[start RECORDS SUPPLIED]
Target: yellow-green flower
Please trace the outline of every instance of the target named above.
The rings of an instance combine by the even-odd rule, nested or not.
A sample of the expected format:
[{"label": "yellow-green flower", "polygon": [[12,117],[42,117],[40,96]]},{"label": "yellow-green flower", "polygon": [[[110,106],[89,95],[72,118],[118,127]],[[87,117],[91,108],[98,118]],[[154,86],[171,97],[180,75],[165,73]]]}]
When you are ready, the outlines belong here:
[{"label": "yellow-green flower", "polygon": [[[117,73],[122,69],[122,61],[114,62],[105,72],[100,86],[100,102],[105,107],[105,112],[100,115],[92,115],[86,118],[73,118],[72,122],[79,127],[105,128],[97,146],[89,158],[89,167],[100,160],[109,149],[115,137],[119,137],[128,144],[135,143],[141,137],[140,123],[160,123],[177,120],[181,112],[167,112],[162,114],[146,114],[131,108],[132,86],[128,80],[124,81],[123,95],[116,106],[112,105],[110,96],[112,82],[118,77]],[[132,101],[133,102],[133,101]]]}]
[end RECORDS SUPPLIED]
> _SET TASK_
Reproduce each entry from the records above, character for character.

> _REPLY TO THE TASK_
Target: yellow-green flower
Please trace the outline of every instance of the target named above.
The rings of an instance combine by the even-odd rule, nested or not.
A sample of the expected format:
[{"label": "yellow-green flower", "polygon": [[12,117],[42,117],[40,96]]},{"label": "yellow-green flower", "polygon": [[[110,106],[89,95],[72,118],[118,127]],[[87,117],[91,108],[98,118]],[[154,86],[171,97],[180,75],[165,73]]]}]
When you are ready, the outlines belong here:
[{"label": "yellow-green flower", "polygon": [[[117,73],[122,69],[122,61],[114,62],[105,72],[100,86],[100,102],[105,107],[105,112],[100,115],[92,115],[86,118],[73,118],[72,122],[79,127],[105,128],[97,146],[89,158],[89,167],[100,160],[109,149],[115,137],[119,137],[128,144],[135,143],[141,137],[140,123],[160,123],[177,120],[181,112],[167,112],[162,114],[146,114],[131,108],[132,86],[128,80],[124,81],[123,95],[116,106],[112,105],[110,96],[112,82],[118,77]],[[132,101],[133,102],[133,101]]]}]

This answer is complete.